### PROBLEM REQUIREMENTS
The data that follows should be copied out exactly.

(Saved entries)
────
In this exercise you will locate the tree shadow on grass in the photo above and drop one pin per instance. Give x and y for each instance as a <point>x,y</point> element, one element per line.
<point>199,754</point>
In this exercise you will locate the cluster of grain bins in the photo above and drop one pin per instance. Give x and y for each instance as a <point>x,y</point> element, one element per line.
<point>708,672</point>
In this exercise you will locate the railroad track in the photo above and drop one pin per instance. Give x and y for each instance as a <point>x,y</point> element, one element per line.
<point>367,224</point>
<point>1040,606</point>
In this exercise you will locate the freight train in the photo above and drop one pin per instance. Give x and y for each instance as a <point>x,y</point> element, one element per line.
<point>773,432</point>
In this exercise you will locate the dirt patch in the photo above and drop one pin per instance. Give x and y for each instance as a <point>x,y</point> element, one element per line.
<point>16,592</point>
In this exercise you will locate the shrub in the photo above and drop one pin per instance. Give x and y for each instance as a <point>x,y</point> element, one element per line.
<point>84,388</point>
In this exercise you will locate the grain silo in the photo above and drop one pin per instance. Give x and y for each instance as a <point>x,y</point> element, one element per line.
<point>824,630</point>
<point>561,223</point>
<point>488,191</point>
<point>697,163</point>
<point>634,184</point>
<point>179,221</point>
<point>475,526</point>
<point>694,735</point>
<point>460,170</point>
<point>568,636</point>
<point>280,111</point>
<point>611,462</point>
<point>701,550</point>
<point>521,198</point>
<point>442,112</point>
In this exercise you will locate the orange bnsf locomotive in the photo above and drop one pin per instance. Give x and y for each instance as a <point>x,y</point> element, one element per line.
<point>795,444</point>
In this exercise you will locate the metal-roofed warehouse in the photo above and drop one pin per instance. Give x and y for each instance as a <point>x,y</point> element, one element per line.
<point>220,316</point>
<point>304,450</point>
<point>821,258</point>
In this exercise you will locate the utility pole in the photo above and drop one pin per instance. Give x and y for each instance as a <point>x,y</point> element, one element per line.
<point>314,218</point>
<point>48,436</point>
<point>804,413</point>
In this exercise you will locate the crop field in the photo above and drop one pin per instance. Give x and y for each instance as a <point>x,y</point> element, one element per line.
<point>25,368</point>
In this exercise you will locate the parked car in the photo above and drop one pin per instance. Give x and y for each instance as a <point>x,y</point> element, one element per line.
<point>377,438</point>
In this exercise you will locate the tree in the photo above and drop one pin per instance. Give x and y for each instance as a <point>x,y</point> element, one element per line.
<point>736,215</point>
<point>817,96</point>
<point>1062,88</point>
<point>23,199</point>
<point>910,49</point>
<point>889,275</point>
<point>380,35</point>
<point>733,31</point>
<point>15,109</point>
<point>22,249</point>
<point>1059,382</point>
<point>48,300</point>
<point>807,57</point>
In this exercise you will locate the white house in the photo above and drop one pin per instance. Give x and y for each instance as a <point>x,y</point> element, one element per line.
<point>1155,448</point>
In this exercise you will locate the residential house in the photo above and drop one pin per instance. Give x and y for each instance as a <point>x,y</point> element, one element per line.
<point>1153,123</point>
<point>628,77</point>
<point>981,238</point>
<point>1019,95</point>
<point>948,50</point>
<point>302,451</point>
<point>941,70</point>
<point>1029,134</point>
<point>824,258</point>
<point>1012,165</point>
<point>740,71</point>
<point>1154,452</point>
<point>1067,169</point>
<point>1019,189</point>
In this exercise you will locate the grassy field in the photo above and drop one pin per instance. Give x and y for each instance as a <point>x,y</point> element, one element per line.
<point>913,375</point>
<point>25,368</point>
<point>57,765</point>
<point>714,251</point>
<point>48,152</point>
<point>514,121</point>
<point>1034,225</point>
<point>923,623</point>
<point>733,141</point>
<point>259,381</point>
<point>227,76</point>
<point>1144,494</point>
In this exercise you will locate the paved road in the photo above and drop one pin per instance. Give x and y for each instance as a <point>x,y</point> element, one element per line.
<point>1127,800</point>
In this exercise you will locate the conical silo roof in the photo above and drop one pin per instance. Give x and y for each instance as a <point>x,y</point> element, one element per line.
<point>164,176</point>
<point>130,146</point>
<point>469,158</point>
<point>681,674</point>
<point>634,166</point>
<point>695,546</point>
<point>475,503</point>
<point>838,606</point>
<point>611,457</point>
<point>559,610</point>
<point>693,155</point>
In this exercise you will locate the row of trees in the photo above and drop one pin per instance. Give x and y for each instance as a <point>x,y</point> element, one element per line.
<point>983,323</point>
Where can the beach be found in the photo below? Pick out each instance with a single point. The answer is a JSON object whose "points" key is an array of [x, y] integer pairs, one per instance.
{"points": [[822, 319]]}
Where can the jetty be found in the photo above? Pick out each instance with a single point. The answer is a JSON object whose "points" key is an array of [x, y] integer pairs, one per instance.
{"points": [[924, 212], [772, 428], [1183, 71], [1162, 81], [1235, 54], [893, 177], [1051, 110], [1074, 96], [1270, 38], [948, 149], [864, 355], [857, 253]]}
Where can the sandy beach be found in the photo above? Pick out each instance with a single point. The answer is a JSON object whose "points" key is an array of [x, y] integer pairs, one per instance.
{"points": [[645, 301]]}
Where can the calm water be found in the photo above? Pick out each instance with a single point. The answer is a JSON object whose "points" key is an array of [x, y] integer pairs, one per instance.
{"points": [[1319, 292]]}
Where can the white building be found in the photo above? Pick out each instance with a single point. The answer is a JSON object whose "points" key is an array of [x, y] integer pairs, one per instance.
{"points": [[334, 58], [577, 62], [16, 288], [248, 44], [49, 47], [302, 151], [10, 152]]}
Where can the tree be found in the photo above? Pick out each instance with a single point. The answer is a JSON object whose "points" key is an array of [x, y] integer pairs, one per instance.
────
### TASK SOLUTION
In this exercise you will locate the tree shadow on grass in the photo above and drop one pin per instance. Give x and y for each instance as a <point>x,y</point> element, one element per line.
<point>199,754</point>
In this exercise you will locate the cluster of grain bins in the photo above and drop one pin per instance. Give x and y for each instance as a <point>x,y</point> element, one element per line.
<point>708,672</point>
In this exercise you will locate the railroad track in the photo above and drop one pin per instance. Give x and y for each instance as a <point>x,y</point> element, one element per line.
<point>367,224</point>
<point>1040,606</point>
In this exercise you will locate the freight train in the photo above and drop one pin per instance. Give x and y for each instance as a <point>x,y</point> element, one element per line.
<point>773,432</point>
In this exercise you will locate the dirt patch in the photo above and drop one pin per instance. Give x and y for each instance as a <point>x,y</point> element, one element per line.
<point>16,592</point>
In this exercise you will locate the shrub in the photo above and drop one pin per instance. Give x and y for each instance as a <point>x,y</point> element, one element per line.
<point>84,388</point>
In this exercise you will locate the grain silo in the photo above and drop one pin per instance. Give x and y for each instance as a <point>x,y</point> element, one element per line.
<point>824,630</point>
<point>561,223</point>
<point>488,191</point>
<point>697,163</point>
<point>634,184</point>
<point>179,221</point>
<point>475,526</point>
<point>694,735</point>
<point>460,170</point>
<point>568,636</point>
<point>280,111</point>
<point>611,462</point>
<point>701,550</point>
<point>521,198</point>
<point>442,112</point>
In this exercise you will locate the orange bnsf locomotive in the photo above and drop one pin per instance. Give x and y for each instance as a <point>x,y</point> element, one element per line.
<point>795,444</point>
In this exercise you will locate the metal-roofed warehouse in the photo above and drop one pin per instance. Give x and y for each instance as a <point>x,y</point> element, one element per line.
<point>220,316</point>
<point>304,450</point>
<point>821,258</point>
In this exercise you will locate the utility pole in the photo above and drop one pin per instance. Give x and y for each instance as a <point>x,y</point> element, one element per line.
<point>314,218</point>
<point>48,436</point>
<point>804,413</point>
In this exercise you will locate the crop field in the photo above and drop one pin per instance. Give x and y for each instance as a <point>x,y</point> element, one element per line.
<point>25,368</point>
In this exercise you will locate the parked car in the photo above and drop one pin per instance. Give x and y for each instance as a <point>x,y</point> element, one element per line.
<point>377,438</point>
In this exercise you will locate the tree in the photo above and drop one pin per instance. Give x and y for each instance as a <point>x,y</point> element, one element per line.
<point>736,215</point>
<point>817,96</point>
<point>1062,88</point>
<point>23,199</point>
<point>910,49</point>
<point>889,275</point>
<point>380,35</point>
<point>733,31</point>
<point>15,109</point>
<point>22,249</point>
<point>1059,382</point>
<point>48,300</point>
<point>807,57</point>
In this exercise you will locate the white house in the photo above and drop one pin per instance. Give x and y for each instance as a <point>x,y</point> element, one element per line.
<point>1155,448</point>
In this exercise you will locate the residential house in the photo above and drop one pin per instance. Give x and y for each instance as a <point>x,y</point> element, one element per line.
<point>1153,123</point>
<point>628,77</point>
<point>981,238</point>
<point>1019,95</point>
<point>948,50</point>
<point>302,451</point>
<point>941,70</point>
<point>1029,134</point>
<point>824,258</point>
<point>1012,165</point>
<point>740,71</point>
<point>1154,452</point>
<point>1067,169</point>
<point>1019,189</point>
In this exercise you will locate the grassy field in the photo above and drop one pin per instance. Give x and y for each instance as a <point>x,y</point> element, one element per line.
<point>913,375</point>
<point>25,368</point>
<point>57,765</point>
<point>714,251</point>
<point>48,152</point>
<point>514,121</point>
<point>1034,225</point>
<point>923,623</point>
<point>733,141</point>
<point>259,381</point>
<point>227,76</point>
<point>1144,494</point>
In this exercise you will locate the paved road in the photo above and drop one pin per instance. Give x and y for each instance as a <point>x,y</point> element, one element per line.
<point>1127,800</point>
In this exercise you will locate the conical silo roof in the photo above and drop one pin per instance. Give x and y for each instance as a <point>x,y</point> element, one element per line.
<point>164,176</point>
<point>130,146</point>
<point>469,158</point>
<point>681,674</point>
<point>634,166</point>
<point>695,546</point>
<point>475,503</point>
<point>838,606</point>
<point>611,457</point>
<point>559,610</point>
<point>693,155</point>
In this exercise you will locate the row of trees in the photo above and drop one pin per instance. Give x and y for each instance as a <point>x,y</point> element, one element per line.
<point>983,323</point>
Where can the beach be found in the photo below? Pick out each instance with a single point. The answer is a JSON object whose "points" key is an array of [x, y] integer pairs, one per instance.
{"points": [[822, 319]]}
Where can the jetty be found in the photo above? Pick out each instance with a single point. The answer is a JSON object whose "points" key is an array of [x, y] integer pairs, one per instance.
{"points": [[924, 212], [772, 428], [1183, 71], [1162, 81], [1235, 54], [893, 177], [1051, 110], [1074, 96], [1270, 38], [948, 149], [864, 355], [857, 253]]}
Where can the sandy beach be found in the photo above? Pick out each instance with a single point. The answer is a JSON object whose "points" key is an array of [x, y] integer pairs, one per instance.
{"points": [[645, 301]]}
Where can the calm water be found in the photo above? Pick out each instance with a single point. The answer is a JSON object whose "points" key is an array of [x, y] integer pairs, one per instance.
{"points": [[1319, 292]]}
Where can the white building be found in the photo above? Pick out each instance with a single point. The answer is a JSON object whose "points" key is an array of [x, y] integer pairs, one per instance.
{"points": [[334, 58], [577, 62], [16, 288], [248, 44], [49, 47], [302, 151], [10, 152]]}
Where can the tree be found in the photo above? Pick out each instance with a single point. The answer is a JSON object whose "points" key is an array of [x, y] integer pairs, one per instance.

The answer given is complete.